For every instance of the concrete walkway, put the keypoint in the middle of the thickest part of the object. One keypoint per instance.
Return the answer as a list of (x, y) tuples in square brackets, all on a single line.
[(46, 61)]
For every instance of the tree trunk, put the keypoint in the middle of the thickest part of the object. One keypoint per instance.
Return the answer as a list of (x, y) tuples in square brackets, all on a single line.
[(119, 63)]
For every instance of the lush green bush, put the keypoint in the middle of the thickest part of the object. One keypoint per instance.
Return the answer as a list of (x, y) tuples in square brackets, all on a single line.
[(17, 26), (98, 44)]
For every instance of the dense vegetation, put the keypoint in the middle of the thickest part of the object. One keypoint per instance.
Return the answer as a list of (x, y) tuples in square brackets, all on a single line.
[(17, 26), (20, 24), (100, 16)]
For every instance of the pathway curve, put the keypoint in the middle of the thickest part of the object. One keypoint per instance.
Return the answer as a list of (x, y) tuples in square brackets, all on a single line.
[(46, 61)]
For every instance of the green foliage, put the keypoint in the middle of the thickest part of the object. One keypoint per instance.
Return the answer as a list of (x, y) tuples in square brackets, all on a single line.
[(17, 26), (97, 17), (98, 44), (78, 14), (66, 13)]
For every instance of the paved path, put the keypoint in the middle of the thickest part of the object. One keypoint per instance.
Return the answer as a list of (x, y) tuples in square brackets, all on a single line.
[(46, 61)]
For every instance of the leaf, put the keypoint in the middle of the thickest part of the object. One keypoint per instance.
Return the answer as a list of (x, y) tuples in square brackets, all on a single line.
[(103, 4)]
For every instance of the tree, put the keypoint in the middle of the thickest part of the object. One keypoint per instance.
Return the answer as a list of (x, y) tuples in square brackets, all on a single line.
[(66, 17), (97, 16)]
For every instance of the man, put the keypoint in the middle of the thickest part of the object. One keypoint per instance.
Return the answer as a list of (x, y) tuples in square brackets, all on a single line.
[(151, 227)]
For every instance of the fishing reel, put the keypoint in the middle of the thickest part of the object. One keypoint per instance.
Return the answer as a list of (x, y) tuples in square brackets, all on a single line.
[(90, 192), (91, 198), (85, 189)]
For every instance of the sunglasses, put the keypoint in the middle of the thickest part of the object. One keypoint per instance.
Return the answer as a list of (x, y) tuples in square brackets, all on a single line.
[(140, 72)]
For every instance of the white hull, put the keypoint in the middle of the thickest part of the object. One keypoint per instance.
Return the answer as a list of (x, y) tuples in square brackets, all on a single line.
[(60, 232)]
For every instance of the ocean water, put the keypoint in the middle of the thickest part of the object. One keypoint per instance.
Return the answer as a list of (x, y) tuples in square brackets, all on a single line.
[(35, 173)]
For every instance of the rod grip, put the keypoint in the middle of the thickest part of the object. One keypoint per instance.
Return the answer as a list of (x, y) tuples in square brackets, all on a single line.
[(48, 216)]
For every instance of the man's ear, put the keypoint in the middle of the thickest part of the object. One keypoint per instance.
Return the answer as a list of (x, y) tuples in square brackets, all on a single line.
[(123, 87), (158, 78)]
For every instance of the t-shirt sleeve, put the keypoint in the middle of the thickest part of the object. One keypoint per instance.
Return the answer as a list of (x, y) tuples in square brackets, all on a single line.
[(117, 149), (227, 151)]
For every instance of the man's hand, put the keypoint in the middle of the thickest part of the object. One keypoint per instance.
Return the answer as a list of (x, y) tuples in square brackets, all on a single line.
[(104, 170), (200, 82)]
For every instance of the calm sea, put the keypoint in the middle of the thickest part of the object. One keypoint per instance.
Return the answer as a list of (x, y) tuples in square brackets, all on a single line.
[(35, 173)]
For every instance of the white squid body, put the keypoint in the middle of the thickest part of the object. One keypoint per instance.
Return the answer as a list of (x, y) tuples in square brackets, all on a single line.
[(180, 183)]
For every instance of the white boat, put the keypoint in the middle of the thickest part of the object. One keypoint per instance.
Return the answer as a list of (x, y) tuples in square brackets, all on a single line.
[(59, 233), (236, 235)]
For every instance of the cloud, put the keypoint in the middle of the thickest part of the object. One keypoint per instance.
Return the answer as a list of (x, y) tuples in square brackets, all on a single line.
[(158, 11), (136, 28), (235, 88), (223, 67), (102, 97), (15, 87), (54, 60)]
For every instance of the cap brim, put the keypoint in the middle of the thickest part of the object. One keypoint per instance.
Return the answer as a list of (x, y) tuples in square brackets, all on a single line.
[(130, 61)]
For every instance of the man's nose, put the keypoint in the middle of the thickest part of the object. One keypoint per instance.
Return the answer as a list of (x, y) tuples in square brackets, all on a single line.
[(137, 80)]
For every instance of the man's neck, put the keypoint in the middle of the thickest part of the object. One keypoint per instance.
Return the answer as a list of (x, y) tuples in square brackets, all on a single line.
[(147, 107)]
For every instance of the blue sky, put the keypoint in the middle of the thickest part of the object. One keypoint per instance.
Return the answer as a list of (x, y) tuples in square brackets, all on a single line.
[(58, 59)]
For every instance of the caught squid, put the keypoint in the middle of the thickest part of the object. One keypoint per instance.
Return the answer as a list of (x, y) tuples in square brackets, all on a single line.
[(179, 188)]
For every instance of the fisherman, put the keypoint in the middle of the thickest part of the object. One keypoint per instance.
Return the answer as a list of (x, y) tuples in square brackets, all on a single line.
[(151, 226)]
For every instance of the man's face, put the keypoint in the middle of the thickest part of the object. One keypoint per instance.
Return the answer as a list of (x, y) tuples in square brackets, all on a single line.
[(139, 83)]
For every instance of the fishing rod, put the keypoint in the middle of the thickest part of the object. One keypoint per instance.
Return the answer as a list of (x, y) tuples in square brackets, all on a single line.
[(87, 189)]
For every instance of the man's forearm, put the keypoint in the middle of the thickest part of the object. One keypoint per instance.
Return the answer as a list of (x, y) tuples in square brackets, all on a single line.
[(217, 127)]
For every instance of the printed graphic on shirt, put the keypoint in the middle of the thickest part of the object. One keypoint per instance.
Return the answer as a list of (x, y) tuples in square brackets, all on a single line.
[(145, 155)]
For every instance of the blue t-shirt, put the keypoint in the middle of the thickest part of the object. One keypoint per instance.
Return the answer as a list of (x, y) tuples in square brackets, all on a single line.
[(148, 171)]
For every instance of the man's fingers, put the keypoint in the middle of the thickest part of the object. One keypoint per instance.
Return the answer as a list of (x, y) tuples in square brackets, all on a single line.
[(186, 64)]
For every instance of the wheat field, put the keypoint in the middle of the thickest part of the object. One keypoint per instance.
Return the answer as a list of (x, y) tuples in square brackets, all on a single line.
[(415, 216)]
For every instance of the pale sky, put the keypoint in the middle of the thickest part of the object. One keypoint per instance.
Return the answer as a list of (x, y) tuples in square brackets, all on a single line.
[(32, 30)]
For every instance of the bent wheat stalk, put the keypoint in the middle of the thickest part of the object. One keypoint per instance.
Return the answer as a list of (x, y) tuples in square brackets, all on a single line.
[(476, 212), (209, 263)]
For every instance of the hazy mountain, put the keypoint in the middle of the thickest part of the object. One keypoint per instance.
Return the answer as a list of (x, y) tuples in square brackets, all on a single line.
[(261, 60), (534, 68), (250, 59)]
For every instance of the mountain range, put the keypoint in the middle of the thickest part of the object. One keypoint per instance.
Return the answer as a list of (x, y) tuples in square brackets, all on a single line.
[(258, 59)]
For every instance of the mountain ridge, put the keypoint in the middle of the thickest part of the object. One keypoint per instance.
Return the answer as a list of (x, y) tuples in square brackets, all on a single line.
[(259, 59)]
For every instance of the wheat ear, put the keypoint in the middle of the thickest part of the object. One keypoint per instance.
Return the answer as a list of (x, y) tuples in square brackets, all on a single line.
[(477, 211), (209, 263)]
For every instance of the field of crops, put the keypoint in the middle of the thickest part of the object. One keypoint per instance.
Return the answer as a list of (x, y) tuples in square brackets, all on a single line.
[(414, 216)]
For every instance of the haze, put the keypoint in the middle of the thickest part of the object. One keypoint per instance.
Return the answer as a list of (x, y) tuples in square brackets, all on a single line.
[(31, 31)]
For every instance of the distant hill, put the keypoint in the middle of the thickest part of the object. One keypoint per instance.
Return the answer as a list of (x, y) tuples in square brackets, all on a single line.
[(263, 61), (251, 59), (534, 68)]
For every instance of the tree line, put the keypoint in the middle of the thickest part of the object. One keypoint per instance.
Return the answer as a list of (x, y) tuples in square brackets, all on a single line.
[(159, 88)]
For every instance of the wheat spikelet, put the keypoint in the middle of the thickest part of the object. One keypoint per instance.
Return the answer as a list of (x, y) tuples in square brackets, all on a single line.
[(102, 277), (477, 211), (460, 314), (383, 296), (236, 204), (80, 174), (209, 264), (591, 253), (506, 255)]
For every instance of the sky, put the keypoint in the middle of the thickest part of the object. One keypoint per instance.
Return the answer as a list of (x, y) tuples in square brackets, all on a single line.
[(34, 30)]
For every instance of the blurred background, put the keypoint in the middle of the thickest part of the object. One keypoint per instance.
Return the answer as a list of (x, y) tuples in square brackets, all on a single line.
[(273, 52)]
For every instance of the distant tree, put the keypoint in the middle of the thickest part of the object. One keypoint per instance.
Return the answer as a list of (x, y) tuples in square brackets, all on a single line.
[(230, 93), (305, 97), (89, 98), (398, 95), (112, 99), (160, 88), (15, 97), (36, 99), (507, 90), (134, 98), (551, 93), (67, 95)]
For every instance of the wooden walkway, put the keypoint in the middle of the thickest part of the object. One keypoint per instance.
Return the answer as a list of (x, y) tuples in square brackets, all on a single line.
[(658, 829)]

|---|

* [WORK REQUIRED]:
In the data above, retype exactly and only the lines between the one holding "For every instance of the hazy" and the one holding "For every instance of the mountain ridge, put", inclusive.

* [RESULT OF THIS TASK]:
For every instance of the hazy mountain, put the keypoint in the middle of the thickest part of the object. One keypoint per instance.
Return the answer as a list of (x, y) tuples in square brackets, all on a single line.
[(261, 60), (534, 68), (250, 59)]
For every instance of the mountain range, put the keypoint in the middle of the thickest part of the object. One keypoint per instance.
Return the answer as a list of (x, y) tuples in square brackets, all on a single line.
[(258, 59)]
For every instance of the mountain ridge, put the keypoint in the middle of the thickest part of the object. One keypoint per instance.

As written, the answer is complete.